• [WHAT THE EXERCISE ASKS]: Extend the news piece below about Chen's bid for a Sunday liquor license, starting after its final sentence.

PAGE EXTRACT start

Alcohol makes up about 50 percent of the store’s sales, Chen said, so he decided it would not be profitable to open at all on Sundays.

The sale of liquor on Sundays in Massachusetts is a new phenomenon. Since the revision of the “blue laws” in 2004—statutes codified by New England’s early Puritan settlers which mandated Sabbath observance, prohibited blasphemy, and forbade gaudy dress—Massachusetts businesses are permitted to sell alcohol on Sundays.

But after finding that Chen had intentionally sold alcohol to minors, the Licensing Commission ruled last March that he could not apply for a Sunday liquor license for a year.

Chen and his lawyers have drafted a petition which students can sign to help Chen acquire a Sunday liquor permit. The Commission will decide whether to grant Chen the permit in hearing on Feb. 22.

PAGE EXTRACT end
GIVEN MATERIAL start

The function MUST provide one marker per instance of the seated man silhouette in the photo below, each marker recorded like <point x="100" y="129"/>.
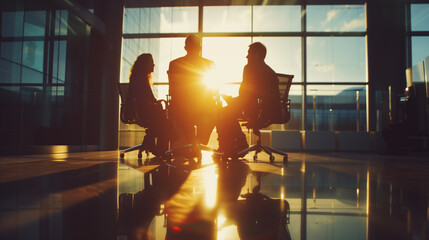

GIVEN MATERIAL end

• [TASK OUTPUT]:
He said that the permit may be his store’s last hope. “If they don’t give me the permit, I think the store will be dead,” he said.

Chen said it is difficult to compete with stores that can sell liquor everyday.

“It’s a killer not to be open on Sundays,” he said.

Chen said that since his suspension he has stopped relying on memory to recall students’ ages, and instead rigorously checks IDs every time he sells alcohol.

He added that he even tries actively to prevent underage students from buying alcohol. Chen keeps a stack of confiscated IDs behind the store’s counter which he believes are fake.